> [Exercise brief]: Can you extract every line of the data below and reproduce each one unchanged, in the same order?

> [Stored rows]:
>> START

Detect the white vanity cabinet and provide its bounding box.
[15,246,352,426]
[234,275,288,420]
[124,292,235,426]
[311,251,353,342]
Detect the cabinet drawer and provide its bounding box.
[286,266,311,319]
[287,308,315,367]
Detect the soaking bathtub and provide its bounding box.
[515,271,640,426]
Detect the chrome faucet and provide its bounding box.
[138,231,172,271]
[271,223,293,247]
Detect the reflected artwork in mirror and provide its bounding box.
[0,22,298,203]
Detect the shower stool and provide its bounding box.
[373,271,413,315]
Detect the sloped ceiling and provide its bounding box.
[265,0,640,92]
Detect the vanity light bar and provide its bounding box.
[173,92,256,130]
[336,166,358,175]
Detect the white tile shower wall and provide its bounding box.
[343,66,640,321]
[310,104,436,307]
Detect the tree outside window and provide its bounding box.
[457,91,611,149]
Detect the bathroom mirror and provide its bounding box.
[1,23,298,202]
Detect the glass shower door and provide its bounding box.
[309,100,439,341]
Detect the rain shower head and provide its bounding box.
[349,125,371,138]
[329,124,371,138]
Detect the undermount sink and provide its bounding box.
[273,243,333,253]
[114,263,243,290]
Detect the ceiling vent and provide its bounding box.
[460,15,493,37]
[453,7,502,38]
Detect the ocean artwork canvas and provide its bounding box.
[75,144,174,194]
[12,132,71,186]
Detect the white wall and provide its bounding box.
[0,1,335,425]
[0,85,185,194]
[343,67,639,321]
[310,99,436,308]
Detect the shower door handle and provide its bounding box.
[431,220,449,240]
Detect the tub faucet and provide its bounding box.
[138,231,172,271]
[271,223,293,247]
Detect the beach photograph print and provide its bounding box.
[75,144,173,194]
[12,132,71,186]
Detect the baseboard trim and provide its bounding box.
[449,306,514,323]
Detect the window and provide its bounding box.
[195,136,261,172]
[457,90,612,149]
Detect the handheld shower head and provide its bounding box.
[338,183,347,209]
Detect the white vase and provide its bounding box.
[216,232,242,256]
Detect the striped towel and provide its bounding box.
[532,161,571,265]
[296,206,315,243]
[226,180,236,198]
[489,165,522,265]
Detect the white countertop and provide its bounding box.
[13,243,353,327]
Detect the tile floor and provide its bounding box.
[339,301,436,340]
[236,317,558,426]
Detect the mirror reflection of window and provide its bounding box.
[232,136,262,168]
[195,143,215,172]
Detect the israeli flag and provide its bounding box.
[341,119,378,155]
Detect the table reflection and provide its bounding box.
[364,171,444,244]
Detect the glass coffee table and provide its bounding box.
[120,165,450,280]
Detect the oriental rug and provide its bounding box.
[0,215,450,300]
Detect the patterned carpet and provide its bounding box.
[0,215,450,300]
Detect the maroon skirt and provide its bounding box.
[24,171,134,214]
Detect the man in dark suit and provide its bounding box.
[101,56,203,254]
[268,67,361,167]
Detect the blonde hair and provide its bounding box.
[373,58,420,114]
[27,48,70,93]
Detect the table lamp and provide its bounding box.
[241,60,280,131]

>> END

> [Response to the task]:
Detect the white vanity cabinet and provide its bounding box.
[15,246,352,426]
[234,275,288,420]
[124,292,235,426]
[311,251,353,342]
Detect the cabinet drawer and provide its bounding box.
[286,266,311,319]
[287,308,315,367]
Detect the soaking bathtub and provide its bounding box.
[515,271,640,426]
Detect the chrome faucet and provide its bounding box.
[138,231,172,271]
[271,223,293,247]
Detect the reflected artwork in mirror and provide its bounding box.
[0,22,298,203]
Detect the shower stool and provide its bounding box.
[373,271,413,315]
Detect the sloped ceiling and provide its bounding box.
[265,0,640,92]
Detect the vanity light bar and provide its bounding box.
[173,92,256,130]
[336,166,358,175]
Detect the white tile shower wall and provide its bounding box.
[343,66,640,321]
[310,104,436,307]
Detect the tree outside window and provide its bounding box.
[457,91,611,149]
Detect the bathroom mirror and provide its bounding box.
[1,23,298,202]
Detect the glass shower door and provide its bounding box.
[309,100,439,341]
Detect the rain shower head and provide its bounding box.
[349,125,371,138]
[329,124,371,138]
Detect the undermount sink and provide its bounding box.
[273,243,333,253]
[114,263,243,290]
Detect the ceiling vent and provide its bounding box.
[460,15,493,37]
[453,7,502,38]
Detect the ocean artwork canvas and provide its bounding box.
[75,144,174,194]
[12,132,71,186]
Detect the white wall and provide its bounding box.
[0,1,335,425]
[0,85,185,194]
[343,67,639,321]
[310,99,436,308]
Detect the shower door handle and provide its bounding box.
[431,220,449,240]
Detect the tub faucet and provide its bounding box.
[138,231,172,271]
[271,223,293,247]
Detect the beach photograph print and provide its bounding box.
[75,144,173,194]
[12,132,71,186]
Detect the baseboard trim and provide its bounding box.
[449,306,514,323]
Detect the window and provide its bounding box.
[195,136,261,172]
[457,90,612,149]
Detect the handheld shower head and provide its bounding box.
[338,183,347,209]
Detect the white vase and provide its bounding box.
[216,232,242,256]
Detect the striped towel and provide its bounding box.
[532,161,571,265]
[296,206,315,243]
[226,180,236,198]
[489,165,522,265]
Detect the white countertop and provide its bounding box.
[13,243,353,327]
Detect the tile floor and provide its bounding box.
[339,301,436,340]
[236,317,558,426]
Detect the mirror reflection of window and provide its bounding box.
[232,136,262,168]
[195,143,215,172]
Detect the israeli flag and provide its bounding box.
[341,119,378,155]
Detect the table reflection and provide its bounding box.
[364,171,444,244]
Detect the glass coffee table and provide its bounding box.
[120,165,450,280]
Detect the oriental rug and provide its bounding box.
[0,215,450,300]
Detect the patterned carpet and provide its bounding box.
[0,215,450,300]
Detect the maroon skirt and provide its bounding box.
[24,171,134,214]
Detect the man in dark suit and provide its bounding box.
[101,56,203,254]
[268,67,361,167]
Detect the blonde hair and provide its bounding box.
[373,58,420,114]
[27,48,70,93]
Detect the table lamp and provide its bounding box.
[241,60,280,131]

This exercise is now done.